* **Requirements**:
Write out, word for word, only the lines from the one containing "Please identify the yellow top" through the final line of the data.

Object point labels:

═══

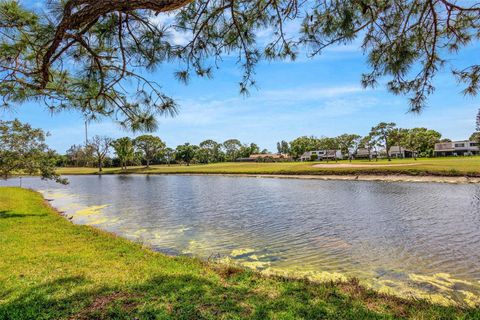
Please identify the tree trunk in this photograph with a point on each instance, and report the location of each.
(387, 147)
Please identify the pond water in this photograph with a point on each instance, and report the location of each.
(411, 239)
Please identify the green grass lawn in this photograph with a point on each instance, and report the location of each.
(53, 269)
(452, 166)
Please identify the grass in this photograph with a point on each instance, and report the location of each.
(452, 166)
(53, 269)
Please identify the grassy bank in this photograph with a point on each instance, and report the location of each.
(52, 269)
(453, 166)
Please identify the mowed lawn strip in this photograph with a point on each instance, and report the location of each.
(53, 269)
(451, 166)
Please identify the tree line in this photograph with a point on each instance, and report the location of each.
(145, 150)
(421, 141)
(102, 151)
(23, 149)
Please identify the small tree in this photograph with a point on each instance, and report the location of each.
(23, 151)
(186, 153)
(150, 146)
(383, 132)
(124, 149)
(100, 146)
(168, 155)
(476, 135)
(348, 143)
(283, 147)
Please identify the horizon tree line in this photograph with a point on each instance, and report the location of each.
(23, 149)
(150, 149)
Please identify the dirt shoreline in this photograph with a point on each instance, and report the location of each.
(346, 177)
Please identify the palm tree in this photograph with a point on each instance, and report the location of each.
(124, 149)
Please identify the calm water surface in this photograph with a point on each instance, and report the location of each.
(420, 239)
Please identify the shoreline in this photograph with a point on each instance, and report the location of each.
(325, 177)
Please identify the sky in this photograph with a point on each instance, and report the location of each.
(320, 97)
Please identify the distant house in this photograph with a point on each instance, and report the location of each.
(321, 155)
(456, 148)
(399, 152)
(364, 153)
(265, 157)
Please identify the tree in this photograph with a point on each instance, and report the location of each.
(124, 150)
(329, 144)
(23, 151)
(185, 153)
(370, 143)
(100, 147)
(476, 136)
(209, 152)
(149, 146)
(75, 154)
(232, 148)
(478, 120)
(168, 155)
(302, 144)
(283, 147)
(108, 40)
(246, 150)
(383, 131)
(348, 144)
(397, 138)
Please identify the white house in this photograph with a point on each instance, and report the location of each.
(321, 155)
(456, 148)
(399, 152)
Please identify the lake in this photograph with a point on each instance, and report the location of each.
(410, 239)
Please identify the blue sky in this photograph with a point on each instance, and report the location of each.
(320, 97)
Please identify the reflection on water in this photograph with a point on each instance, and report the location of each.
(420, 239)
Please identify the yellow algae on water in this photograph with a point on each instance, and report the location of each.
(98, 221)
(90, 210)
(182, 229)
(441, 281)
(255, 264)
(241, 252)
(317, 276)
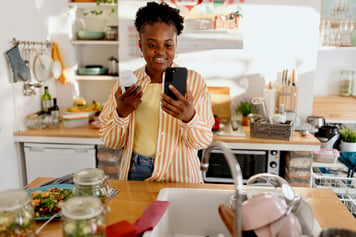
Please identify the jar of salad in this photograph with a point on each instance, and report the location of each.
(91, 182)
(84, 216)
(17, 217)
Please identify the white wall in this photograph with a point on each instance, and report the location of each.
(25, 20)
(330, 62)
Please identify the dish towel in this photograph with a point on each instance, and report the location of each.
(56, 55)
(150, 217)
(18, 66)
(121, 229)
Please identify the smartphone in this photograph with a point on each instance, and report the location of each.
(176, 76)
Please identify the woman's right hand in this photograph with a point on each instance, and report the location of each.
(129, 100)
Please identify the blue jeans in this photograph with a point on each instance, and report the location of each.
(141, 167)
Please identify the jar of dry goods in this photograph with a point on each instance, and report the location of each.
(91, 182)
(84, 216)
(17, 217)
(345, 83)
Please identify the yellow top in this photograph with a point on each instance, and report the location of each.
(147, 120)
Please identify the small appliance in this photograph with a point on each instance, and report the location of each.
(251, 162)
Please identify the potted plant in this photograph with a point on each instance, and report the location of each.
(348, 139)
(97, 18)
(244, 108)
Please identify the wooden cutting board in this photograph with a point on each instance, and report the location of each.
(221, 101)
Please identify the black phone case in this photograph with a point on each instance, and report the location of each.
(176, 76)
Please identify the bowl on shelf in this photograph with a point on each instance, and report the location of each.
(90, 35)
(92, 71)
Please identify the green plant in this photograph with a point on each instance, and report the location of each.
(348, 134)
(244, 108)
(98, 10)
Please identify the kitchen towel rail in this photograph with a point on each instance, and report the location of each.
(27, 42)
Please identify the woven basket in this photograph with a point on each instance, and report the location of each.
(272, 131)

═══

* **Solution for this problem**:
Please identify the yellow top in this photograph with a point on each instance, and report the location of each.
(147, 120)
Please identify the small appliance in this photograph with a point on each instance, and report the location of each.
(251, 162)
Please identify the potted plant in this photograph with a point on each instance, and report the location of each.
(348, 139)
(97, 18)
(244, 108)
Please identify the wooden cutting board in this photograph with a point on each instance, and report the location of each.
(221, 101)
Please identify the black phone case in this photograph with a point on each instance, and report the location of each.
(176, 76)
Please identify the bowl on shelf in this photograph with a point on each instance, and report the location of each.
(90, 35)
(92, 71)
Please identify the green plant in this photograph with a point on each instance, and report the location of each.
(348, 134)
(244, 108)
(98, 10)
Please identify the kitchen towel rail in this photograph with a point on each instance, and report the location of each.
(27, 42)
Please identify the woven basket in this photograph with a point on each instance, and report the location of each.
(272, 131)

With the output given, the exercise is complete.